**Referring expression data:**
__________________________________________________

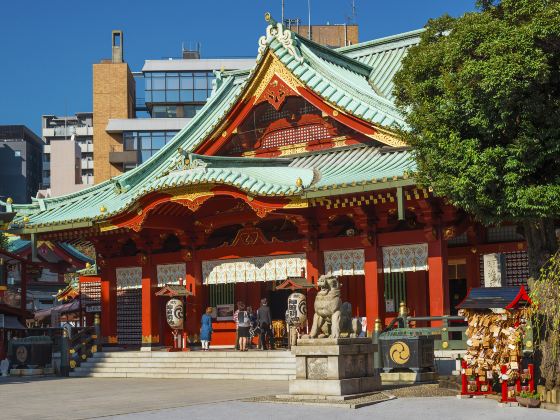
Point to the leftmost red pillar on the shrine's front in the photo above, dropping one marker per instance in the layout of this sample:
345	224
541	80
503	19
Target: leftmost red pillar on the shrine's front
109	304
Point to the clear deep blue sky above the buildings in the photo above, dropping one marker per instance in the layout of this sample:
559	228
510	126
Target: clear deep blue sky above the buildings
47	48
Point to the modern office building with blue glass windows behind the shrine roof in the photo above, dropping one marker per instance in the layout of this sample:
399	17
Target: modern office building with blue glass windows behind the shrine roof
168	94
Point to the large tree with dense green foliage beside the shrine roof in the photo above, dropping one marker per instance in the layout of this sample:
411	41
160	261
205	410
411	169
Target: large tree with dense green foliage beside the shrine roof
482	99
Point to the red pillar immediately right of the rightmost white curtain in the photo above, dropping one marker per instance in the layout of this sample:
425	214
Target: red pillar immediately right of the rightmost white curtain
438	280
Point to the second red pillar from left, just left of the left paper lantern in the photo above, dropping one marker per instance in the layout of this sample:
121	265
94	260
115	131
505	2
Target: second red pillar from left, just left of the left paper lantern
150	324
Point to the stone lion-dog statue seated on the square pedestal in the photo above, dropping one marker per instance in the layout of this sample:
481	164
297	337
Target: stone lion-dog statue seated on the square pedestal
332	318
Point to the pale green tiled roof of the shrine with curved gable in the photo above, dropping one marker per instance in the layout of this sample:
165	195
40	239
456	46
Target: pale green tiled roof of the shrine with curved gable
335	76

__________________________________________________

Give exactly, and nothing besides, the lines from the one in which "Point to the stone" occurs through the end of the records.

Point to the stone lion-dog statue seated on the square pedestal in the photo above, dropping one marker per instance in the layout of this sample:
481	164
297	337
Target: stone lion-dog statue seated on the square pedestal
332	318
Point to the pale green tiled roof of the shrine with curved gable in the photo above, dropping one marker per instance in the layout of this sample:
165	195
40	239
456	46
Target: pale green tiled roof of the shrine with curved gable
335	76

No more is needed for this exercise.